**Task requirements**
Pull every line containing the word "below" from the records.

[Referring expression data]
....
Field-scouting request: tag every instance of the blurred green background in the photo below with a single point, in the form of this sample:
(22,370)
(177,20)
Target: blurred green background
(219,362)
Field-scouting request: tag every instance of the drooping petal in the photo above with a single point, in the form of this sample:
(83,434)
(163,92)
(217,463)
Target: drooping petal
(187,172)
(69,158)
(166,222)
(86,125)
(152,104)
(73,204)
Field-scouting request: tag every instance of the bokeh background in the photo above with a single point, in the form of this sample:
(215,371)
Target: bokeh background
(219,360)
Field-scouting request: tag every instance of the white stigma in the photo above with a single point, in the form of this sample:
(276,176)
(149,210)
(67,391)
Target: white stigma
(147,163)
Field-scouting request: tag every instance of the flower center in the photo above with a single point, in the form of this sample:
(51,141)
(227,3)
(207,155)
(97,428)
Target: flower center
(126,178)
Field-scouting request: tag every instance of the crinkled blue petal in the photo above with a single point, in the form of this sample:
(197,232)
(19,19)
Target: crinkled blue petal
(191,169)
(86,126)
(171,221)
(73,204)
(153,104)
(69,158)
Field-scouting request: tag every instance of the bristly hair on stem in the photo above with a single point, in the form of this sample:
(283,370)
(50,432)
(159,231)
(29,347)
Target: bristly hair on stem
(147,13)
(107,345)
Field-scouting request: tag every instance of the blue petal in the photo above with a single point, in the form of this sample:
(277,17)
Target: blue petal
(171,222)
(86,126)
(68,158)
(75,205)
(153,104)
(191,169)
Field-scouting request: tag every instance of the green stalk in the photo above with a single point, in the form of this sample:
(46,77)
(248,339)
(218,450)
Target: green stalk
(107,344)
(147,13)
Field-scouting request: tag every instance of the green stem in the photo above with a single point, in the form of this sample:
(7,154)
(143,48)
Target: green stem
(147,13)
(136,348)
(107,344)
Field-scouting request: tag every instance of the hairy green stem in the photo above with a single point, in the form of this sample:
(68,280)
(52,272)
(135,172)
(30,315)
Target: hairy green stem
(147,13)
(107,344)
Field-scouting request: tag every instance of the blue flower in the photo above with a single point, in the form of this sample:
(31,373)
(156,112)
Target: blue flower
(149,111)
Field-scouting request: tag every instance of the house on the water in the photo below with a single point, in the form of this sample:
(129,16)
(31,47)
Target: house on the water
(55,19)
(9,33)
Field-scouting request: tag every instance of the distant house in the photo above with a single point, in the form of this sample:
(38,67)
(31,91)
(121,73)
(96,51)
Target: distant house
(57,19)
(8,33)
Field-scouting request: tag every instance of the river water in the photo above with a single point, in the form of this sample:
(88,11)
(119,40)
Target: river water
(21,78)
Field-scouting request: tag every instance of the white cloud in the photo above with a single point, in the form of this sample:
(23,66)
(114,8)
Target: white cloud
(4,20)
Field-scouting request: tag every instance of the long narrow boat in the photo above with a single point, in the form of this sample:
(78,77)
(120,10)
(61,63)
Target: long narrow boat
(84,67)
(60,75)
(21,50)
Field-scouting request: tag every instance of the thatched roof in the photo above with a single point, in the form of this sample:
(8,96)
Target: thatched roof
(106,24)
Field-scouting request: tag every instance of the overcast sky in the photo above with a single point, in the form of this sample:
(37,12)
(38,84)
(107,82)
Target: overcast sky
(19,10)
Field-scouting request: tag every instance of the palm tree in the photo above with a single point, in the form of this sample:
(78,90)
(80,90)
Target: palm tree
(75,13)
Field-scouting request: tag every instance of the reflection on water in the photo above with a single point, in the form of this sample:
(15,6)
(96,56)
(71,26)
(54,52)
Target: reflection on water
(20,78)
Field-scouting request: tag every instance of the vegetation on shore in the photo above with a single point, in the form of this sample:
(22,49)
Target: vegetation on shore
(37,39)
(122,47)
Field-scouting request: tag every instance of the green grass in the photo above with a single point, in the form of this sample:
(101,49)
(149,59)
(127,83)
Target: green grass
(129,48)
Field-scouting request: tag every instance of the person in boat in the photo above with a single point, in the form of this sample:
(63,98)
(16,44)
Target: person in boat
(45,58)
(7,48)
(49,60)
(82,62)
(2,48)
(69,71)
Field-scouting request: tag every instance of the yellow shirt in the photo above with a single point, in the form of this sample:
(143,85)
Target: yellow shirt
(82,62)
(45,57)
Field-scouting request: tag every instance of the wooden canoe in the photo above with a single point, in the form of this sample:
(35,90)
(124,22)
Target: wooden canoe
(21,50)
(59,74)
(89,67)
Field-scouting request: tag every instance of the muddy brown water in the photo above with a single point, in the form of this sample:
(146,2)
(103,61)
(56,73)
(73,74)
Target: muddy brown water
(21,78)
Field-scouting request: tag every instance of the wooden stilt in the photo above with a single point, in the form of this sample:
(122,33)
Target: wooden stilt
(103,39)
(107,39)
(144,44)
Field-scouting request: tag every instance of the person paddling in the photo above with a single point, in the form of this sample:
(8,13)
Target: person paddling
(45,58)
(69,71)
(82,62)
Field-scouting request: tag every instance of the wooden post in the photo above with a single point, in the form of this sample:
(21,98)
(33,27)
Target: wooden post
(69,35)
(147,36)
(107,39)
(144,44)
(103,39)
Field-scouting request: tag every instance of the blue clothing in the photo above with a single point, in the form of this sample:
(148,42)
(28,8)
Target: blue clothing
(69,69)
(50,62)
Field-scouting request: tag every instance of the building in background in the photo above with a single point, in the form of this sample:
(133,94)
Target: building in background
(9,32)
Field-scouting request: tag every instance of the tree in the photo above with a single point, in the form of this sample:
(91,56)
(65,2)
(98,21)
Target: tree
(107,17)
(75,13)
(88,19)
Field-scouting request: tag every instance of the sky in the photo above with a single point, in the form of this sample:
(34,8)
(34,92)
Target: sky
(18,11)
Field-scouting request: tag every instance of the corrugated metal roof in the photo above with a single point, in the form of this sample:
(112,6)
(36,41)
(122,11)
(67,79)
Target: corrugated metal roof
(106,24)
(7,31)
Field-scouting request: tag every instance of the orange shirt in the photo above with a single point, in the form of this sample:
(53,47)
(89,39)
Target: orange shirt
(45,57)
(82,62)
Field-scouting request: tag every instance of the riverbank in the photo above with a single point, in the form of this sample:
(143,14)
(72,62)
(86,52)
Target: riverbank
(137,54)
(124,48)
....
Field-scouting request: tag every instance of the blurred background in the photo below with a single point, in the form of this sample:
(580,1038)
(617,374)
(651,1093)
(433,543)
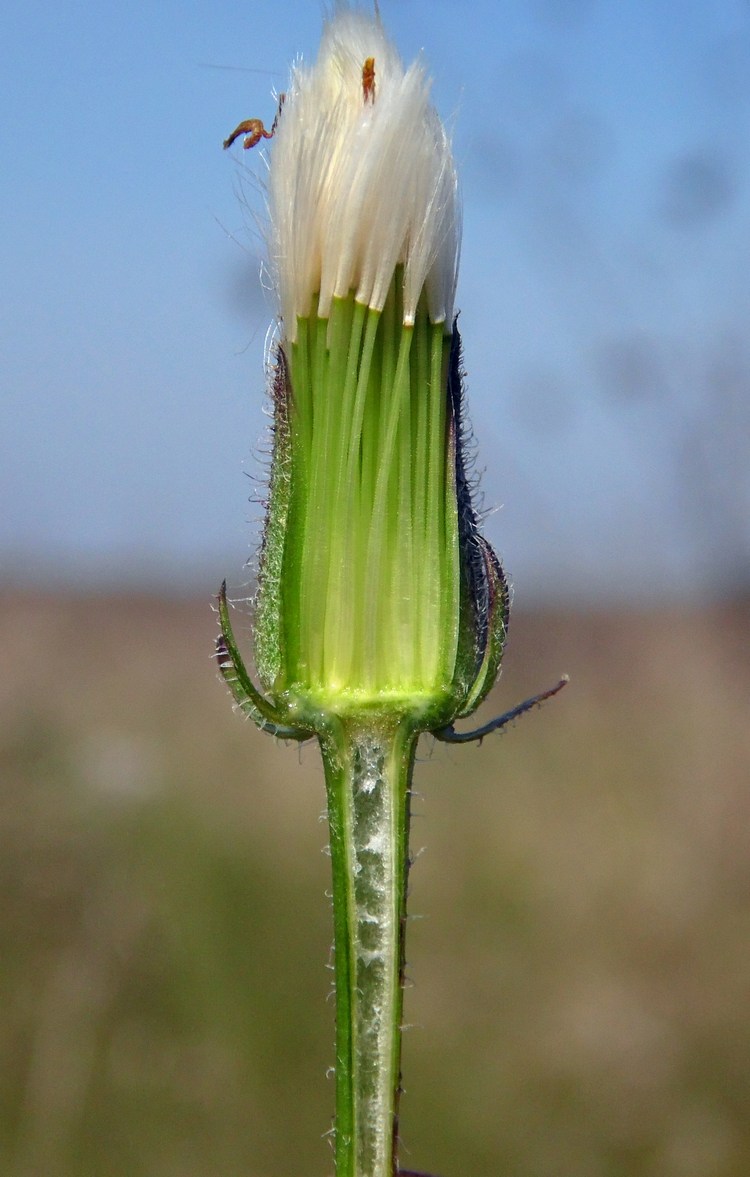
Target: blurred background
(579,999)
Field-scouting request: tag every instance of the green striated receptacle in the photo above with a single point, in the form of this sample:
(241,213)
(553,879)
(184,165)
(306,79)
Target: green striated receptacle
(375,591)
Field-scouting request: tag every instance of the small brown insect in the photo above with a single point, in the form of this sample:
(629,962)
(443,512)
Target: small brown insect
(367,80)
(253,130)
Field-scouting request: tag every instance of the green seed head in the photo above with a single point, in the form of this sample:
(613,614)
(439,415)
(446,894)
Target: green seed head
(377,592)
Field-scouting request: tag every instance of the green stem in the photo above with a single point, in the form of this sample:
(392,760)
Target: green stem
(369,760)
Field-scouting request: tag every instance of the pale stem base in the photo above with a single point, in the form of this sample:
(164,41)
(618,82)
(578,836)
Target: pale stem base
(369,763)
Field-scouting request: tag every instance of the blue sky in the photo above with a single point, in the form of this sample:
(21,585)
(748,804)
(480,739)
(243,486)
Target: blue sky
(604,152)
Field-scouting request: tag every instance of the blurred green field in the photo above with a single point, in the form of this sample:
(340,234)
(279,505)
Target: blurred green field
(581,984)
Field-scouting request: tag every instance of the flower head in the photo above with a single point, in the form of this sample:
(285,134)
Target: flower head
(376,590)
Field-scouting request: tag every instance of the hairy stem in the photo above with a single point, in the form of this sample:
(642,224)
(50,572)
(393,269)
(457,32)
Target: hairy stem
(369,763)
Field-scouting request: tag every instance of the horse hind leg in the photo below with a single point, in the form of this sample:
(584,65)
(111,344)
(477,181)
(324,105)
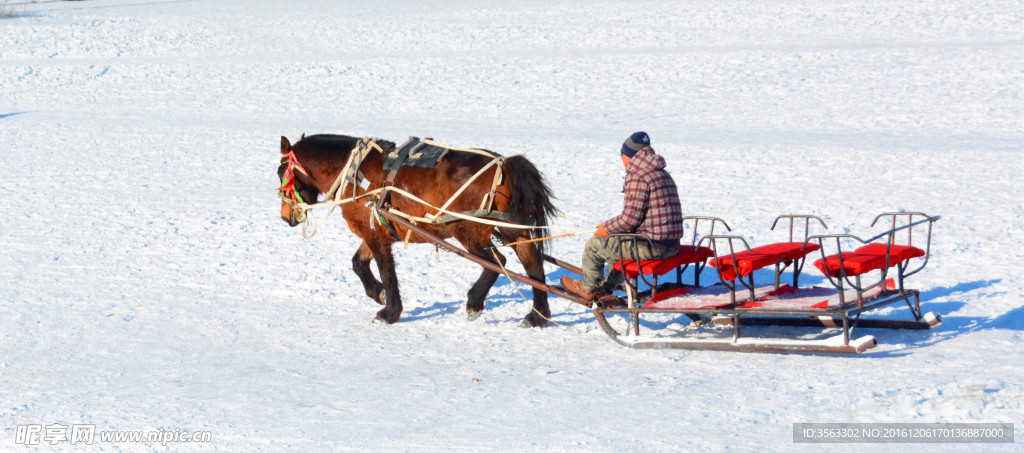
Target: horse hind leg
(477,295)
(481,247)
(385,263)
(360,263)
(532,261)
....
**Finished task**
Field-scouting request: tag every instance of the blurred green background in the photo below with a single point, in the form of this sample:
Field-scouting request: tag every instance of the house on the water in the photo below with a single point, in the form of this sample:
Field-scouting request: tag every instance of the blurred background in the photo below with a single point, in the form of this sample:
Field-scouting request: tag every instance of the horse hind leg in the photo below with a single point, in the form of this sample:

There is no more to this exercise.